▼
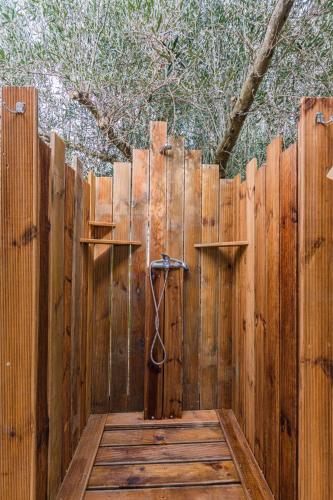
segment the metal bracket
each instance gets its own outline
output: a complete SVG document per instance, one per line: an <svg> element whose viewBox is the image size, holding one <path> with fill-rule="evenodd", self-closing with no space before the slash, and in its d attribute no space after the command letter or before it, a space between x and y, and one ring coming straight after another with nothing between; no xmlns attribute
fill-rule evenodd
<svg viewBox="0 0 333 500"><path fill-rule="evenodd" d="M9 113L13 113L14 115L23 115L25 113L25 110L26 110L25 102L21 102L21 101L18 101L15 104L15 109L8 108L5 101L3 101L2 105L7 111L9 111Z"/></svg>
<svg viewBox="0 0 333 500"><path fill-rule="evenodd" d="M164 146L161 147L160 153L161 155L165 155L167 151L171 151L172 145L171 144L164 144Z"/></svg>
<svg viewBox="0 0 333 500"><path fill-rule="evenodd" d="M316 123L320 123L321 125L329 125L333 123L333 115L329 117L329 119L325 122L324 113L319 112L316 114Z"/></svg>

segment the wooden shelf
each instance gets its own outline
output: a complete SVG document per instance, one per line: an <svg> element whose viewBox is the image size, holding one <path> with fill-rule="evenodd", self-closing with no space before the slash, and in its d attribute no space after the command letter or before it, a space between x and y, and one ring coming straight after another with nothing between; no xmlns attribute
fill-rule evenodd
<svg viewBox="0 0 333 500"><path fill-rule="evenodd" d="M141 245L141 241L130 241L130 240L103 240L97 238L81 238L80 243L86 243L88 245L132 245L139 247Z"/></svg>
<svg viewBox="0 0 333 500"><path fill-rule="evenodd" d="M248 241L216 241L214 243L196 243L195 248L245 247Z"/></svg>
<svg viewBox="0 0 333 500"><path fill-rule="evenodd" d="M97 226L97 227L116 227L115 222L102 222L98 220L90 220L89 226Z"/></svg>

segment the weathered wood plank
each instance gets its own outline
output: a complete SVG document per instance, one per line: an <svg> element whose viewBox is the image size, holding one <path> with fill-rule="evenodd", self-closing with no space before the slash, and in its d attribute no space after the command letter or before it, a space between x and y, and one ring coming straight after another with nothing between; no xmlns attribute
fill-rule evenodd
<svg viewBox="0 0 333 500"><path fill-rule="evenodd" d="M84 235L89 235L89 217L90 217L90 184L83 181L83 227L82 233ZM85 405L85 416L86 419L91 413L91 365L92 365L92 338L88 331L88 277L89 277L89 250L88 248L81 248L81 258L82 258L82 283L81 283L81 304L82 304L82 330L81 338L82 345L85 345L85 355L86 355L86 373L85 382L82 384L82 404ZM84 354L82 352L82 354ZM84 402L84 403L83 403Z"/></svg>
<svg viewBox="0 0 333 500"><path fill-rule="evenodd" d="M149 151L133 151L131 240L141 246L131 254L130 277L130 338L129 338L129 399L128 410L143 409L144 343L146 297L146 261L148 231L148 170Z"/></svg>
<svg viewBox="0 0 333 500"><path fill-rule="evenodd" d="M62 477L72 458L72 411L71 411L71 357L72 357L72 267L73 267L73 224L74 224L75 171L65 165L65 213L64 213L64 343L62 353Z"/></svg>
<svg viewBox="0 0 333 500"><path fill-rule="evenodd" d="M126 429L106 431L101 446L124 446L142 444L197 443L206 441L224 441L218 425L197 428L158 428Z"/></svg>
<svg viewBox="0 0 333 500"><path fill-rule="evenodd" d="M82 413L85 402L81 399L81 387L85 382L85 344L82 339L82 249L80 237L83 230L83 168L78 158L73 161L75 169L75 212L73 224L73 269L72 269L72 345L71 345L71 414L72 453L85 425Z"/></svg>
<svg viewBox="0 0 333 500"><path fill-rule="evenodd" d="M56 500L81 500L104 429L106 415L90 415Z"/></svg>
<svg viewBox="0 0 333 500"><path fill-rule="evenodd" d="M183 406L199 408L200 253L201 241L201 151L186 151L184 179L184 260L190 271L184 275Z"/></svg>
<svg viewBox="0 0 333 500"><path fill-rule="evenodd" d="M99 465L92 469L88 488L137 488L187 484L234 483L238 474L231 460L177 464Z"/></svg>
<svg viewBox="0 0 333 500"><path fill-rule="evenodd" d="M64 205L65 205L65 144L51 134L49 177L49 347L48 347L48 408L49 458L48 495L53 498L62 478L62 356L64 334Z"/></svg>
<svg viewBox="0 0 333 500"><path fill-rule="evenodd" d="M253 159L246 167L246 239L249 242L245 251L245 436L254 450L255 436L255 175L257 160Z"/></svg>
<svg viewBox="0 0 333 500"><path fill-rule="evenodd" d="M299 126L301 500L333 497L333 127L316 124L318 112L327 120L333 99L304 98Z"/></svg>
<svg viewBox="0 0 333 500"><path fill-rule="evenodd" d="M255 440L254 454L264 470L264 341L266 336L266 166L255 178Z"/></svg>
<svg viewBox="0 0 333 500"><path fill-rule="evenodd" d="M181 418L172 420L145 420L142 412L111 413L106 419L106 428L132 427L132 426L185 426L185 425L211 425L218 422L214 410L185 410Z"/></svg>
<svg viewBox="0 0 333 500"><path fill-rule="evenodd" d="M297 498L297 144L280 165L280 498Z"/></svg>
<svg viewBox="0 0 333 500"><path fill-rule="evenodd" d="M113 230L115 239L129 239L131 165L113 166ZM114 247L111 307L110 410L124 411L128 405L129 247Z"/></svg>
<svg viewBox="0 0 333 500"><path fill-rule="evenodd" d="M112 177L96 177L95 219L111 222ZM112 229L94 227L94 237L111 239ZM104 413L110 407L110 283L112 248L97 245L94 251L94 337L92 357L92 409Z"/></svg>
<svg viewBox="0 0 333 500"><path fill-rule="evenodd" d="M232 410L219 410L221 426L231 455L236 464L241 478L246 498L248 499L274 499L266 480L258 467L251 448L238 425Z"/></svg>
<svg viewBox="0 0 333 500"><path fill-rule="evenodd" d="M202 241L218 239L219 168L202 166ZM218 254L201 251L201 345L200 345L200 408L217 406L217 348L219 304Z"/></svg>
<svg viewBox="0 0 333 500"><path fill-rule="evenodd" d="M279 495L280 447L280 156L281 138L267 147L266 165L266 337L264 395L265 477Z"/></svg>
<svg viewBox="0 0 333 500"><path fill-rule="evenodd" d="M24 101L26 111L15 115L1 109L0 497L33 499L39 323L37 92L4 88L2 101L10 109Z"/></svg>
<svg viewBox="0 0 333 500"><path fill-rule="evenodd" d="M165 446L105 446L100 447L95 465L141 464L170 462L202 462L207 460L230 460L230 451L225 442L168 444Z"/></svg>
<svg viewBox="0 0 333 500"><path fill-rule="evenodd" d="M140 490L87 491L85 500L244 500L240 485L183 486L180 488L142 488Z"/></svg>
▲
▼
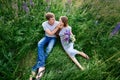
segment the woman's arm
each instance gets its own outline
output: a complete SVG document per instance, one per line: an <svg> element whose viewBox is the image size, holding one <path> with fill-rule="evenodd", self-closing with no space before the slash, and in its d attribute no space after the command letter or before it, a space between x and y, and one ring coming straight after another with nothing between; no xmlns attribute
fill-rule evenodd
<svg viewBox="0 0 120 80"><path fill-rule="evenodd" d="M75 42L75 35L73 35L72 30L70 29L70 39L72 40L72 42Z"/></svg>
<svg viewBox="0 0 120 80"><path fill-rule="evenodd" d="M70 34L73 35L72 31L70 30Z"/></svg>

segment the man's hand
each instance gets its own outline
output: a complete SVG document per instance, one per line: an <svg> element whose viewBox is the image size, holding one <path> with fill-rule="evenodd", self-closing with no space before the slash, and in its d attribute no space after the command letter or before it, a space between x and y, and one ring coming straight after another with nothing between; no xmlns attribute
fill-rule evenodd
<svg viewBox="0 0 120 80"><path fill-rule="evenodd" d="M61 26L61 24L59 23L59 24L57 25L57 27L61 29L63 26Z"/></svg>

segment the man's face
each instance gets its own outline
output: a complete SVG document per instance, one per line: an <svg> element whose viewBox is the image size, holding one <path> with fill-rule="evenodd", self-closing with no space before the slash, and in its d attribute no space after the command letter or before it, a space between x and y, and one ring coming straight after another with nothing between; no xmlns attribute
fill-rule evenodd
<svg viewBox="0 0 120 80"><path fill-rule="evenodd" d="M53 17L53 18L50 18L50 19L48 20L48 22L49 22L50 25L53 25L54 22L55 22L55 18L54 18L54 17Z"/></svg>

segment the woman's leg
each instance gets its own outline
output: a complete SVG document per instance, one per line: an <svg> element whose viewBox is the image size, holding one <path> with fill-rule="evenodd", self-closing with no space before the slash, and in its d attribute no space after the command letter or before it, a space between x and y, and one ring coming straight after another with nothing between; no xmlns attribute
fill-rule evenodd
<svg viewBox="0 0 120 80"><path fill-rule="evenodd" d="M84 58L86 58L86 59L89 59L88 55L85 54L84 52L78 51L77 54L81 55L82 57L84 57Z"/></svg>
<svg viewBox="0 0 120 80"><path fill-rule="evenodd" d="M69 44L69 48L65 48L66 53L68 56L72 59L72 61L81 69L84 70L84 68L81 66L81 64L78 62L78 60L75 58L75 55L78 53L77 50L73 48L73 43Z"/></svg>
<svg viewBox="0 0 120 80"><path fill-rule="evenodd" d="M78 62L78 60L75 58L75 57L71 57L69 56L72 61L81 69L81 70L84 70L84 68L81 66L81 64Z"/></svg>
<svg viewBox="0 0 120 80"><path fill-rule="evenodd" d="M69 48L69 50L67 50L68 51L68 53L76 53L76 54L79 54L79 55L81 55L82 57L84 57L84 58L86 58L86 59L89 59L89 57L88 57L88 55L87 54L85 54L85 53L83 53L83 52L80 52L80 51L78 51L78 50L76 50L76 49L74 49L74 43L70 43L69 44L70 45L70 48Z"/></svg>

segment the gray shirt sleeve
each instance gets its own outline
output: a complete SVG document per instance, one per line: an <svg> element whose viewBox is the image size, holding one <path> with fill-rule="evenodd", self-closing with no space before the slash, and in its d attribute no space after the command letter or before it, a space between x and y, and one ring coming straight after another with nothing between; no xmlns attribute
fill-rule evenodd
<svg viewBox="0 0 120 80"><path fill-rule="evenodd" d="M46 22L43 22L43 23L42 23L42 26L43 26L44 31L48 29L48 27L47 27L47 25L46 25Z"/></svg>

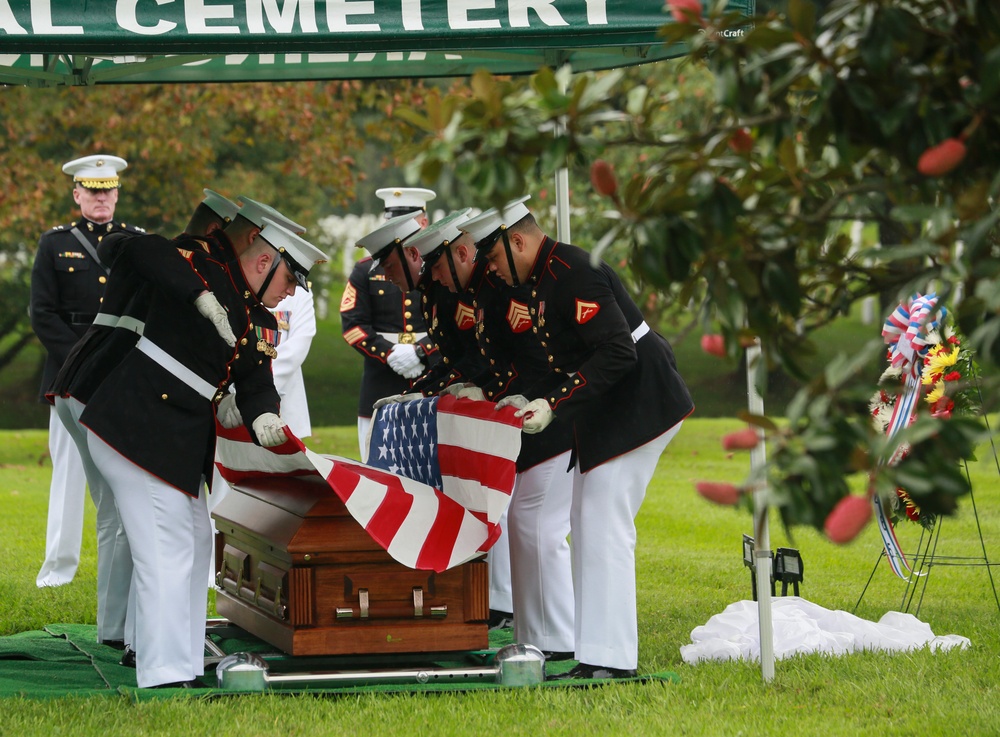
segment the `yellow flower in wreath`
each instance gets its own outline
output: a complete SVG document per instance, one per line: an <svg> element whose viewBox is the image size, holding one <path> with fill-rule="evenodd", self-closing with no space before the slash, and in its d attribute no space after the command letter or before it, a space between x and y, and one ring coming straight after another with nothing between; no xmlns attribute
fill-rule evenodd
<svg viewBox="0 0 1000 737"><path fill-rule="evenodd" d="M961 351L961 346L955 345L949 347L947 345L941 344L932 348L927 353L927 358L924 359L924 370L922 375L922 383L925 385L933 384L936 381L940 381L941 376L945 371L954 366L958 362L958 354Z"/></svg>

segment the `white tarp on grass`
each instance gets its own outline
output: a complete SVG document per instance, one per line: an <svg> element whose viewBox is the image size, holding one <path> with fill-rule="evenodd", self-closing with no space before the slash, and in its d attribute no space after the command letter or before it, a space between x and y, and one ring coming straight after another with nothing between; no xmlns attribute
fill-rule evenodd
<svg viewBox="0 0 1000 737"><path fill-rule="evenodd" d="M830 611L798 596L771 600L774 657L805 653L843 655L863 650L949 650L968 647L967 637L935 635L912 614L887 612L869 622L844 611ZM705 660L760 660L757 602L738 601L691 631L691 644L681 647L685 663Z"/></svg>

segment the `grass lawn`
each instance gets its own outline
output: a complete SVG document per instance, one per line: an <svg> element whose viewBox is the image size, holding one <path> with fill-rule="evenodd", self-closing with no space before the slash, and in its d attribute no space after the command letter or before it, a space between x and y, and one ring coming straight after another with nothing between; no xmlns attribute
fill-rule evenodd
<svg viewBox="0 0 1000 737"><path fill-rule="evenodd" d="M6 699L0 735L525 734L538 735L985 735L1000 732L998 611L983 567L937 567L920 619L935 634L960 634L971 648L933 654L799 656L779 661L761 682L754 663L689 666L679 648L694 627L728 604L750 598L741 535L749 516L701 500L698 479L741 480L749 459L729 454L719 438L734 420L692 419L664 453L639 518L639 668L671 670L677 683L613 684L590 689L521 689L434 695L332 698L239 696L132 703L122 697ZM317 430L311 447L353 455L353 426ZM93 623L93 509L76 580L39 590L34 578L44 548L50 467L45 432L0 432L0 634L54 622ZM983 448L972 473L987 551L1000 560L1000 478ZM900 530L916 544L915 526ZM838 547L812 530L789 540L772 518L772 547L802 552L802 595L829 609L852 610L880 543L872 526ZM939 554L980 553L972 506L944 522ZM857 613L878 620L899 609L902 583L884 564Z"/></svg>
▲
▼
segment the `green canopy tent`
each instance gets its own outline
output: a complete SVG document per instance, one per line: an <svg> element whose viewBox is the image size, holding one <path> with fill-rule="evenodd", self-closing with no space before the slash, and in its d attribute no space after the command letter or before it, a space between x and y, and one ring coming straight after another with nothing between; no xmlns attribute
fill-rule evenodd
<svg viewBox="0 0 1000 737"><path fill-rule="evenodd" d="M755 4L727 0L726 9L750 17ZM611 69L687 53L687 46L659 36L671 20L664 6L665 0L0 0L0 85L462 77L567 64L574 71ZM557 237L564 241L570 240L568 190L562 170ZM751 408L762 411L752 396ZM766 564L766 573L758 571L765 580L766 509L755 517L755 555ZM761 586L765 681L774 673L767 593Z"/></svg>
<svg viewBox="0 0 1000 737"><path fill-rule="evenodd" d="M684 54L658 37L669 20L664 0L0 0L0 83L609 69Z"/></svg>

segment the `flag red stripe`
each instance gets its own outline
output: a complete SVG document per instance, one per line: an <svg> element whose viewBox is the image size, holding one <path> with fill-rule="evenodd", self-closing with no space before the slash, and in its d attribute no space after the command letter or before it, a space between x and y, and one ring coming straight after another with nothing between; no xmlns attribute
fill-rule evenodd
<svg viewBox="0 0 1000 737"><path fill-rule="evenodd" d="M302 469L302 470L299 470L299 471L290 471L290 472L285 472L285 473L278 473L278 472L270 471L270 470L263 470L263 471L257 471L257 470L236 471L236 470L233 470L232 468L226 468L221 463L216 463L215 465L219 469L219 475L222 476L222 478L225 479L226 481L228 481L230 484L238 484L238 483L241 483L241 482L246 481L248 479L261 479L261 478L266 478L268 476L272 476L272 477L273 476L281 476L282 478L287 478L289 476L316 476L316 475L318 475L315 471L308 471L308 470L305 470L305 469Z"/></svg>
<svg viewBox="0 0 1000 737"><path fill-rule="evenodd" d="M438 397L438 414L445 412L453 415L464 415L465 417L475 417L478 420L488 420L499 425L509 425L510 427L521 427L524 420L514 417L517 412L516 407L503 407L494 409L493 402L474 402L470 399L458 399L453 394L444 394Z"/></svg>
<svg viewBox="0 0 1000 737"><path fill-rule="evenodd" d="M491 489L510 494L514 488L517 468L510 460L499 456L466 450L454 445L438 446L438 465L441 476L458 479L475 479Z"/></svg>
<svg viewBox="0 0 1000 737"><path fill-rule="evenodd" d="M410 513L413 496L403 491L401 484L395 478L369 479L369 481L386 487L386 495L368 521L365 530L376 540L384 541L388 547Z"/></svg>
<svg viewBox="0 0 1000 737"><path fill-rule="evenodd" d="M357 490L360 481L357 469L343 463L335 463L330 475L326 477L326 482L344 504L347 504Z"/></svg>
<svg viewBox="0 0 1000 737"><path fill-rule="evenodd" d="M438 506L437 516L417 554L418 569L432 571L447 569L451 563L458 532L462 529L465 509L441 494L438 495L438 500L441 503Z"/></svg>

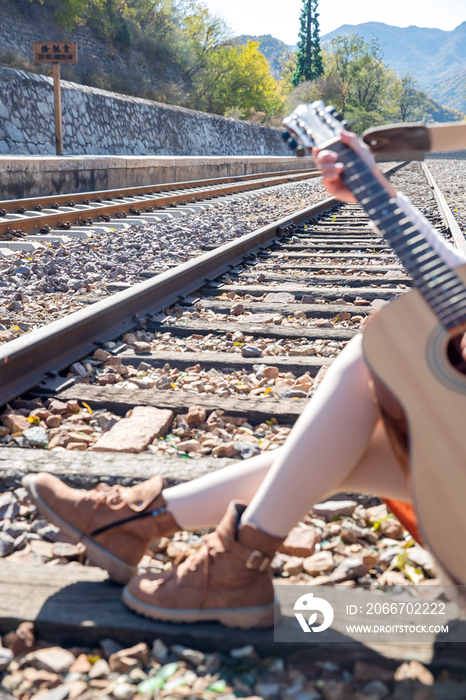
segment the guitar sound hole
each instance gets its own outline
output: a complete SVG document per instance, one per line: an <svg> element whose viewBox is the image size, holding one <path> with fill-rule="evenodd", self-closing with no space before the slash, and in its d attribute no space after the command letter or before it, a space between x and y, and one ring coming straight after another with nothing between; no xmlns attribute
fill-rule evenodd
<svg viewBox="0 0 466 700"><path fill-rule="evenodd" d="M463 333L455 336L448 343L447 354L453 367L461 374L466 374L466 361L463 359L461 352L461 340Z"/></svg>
▲
**What you are asked to do**
From the material above, copy every line that has the word "grass" in it.

**Output**
segment the `white tarp on grass`
segment the `grass lawn`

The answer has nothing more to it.